* **THE PROBLEM**
Swap every "write the coordinates" in the material below for "list the coordinates". Write out all the material again with everything else unchanged.
------------------------------------------------
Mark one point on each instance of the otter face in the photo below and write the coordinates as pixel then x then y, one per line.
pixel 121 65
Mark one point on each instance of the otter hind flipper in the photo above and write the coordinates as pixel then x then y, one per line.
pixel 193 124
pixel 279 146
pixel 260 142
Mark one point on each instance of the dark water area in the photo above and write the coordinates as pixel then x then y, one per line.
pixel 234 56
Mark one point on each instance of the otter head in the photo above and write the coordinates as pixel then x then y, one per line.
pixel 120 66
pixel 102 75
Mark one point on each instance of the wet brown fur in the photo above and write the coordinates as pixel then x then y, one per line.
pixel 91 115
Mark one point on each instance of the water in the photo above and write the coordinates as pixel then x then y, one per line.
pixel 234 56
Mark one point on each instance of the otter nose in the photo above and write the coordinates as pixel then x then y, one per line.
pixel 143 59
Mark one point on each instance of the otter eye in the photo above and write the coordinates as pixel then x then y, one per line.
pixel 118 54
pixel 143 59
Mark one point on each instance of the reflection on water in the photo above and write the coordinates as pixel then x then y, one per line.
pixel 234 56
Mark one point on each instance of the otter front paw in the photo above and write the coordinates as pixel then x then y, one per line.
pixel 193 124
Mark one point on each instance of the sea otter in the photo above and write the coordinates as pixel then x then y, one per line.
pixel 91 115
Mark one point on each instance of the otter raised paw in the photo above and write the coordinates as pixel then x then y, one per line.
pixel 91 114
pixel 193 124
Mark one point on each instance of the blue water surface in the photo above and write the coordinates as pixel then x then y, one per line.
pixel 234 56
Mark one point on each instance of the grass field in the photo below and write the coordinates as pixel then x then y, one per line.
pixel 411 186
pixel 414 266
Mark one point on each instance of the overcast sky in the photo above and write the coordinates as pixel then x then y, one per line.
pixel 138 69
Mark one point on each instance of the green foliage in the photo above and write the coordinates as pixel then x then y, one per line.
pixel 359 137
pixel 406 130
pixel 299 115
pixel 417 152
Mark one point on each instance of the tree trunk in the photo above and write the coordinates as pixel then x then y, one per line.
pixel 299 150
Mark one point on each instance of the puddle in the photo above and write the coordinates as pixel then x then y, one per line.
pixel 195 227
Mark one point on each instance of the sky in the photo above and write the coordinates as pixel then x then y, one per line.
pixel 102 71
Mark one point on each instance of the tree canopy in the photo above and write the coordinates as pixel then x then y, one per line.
------------------------------------------------
* **EXPECTED ANSWER**
Mark one point on each instance of the otter face in the photo below and list the coordinates as pixel then x then y, one per line.
pixel 121 65
Mark one point on each instance of the otter hind flipper in the photo above and list the coordinates as pixel then x then y, one per line.
pixel 193 124
pixel 279 146
pixel 260 142
Mark one point on each instance of the dark water area in the photo above and list the coordinates as pixel then x then y, one per line.
pixel 234 56
Mark one point on each instance of the otter head in the photo above and list the coordinates as pixel then x then y, one per line.
pixel 120 66
pixel 102 75
Mark one point on each instance of the wet brown fur in the photo above and list the coordinates as pixel then x then y, one per line.
pixel 91 115
Mark one point on each instance of the water in the photo above and list the coordinates as pixel then x then y, one per line.
pixel 234 56
Mark one point on each instance of the otter nose in the photo above and list the coordinates as pixel then x then y, one per line.
pixel 143 59
Mark one point on each instance of the otter eye in the photo above and list the coordinates as pixel then x then y, one per line.
pixel 118 54
pixel 143 59
Mark one point on each instance of the reflection on water in the photo above and list the coordinates as pixel then x then y, one per line.
pixel 234 56
Mark one point on each instance of the otter front paw in the photo above and list the coordinates as pixel then x then y, one per line.
pixel 193 124
Mark one point on each instance of the sea otter in the photo above and list the coordinates as pixel then x then y, one per line.
pixel 91 115
Mark one point on each instance of the otter raised paw in the photo above and list the coordinates as pixel then x then y, one per line.
pixel 91 114
pixel 193 124
Mark one point on each instance of the blue water surface in the photo above and list the coordinates as pixel then x then y, one per line.
pixel 234 56
Mark one point on each instance of the grass field in the photo below and list the coordinates as pixel then x then y, one per line.
pixel 411 186
pixel 414 266
Mark one point on each instance of the overcast sky in the photo above and list the coordinates as pixel then x then y, one per line.
pixel 138 69
Mark one point on each instance of the green foliage in the photo above and list the coordinates as pixel then x then y, one per line.
pixel 359 137
pixel 406 130
pixel 299 115
pixel 417 152
Mark one point on each instance of the tree trunk in the photo above and list the coordinates as pixel then x then y, one per line.
pixel 299 150
Mark one point on each instance of the puddle in the photo above and list the coordinates as pixel then x then y, one per line.
pixel 195 227
Mark one point on each instance of the sky in the photo above and list the coordinates as pixel then x then y, one per line.
pixel 102 71
Mark one point on each instance of the tree canopy in the photo above and list the coordinates as pixel then x then y, one per line.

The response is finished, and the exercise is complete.